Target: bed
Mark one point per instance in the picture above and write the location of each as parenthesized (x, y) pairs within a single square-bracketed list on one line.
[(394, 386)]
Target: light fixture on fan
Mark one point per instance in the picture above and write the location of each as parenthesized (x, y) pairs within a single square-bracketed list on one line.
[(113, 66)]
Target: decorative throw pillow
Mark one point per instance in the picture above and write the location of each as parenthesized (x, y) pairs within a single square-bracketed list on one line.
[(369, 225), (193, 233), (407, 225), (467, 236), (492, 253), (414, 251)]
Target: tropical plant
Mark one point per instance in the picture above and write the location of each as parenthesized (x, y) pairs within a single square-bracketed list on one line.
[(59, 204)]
* * * * * * * * *
**Exercise goal:** Render every line of the items above as a JSON array of strings, with one string per line and blank lines omitted.

**Task answer:**
[
  "Target: bed",
  "Mark one point per instance in the picture above and write the location of each as parenthesized (x, y) pairs within a single square-bracketed list on one line.",
  "[(394, 386)]",
  "Target: light fixture on fan",
  "Mark one point per instance in the picture above and write the location of each as parenthesized (x, y) pairs within a single square-bracketed list on one line.",
  "[(113, 66)]",
  "Target: decorative throw pillow",
  "Mark one point per instance in the picture above and write the location of each as parenthesized (x, y) pairs within a single square-bracketed list on one line.",
  "[(369, 225), (193, 233), (407, 225), (467, 236), (492, 253), (414, 251)]",
  "Target: tropical plant",
  "Mark one point per instance in the picture above and write the location of each as parenthesized (x, y) pairs within a single square-bracketed list on one line.",
  "[(59, 204)]"
]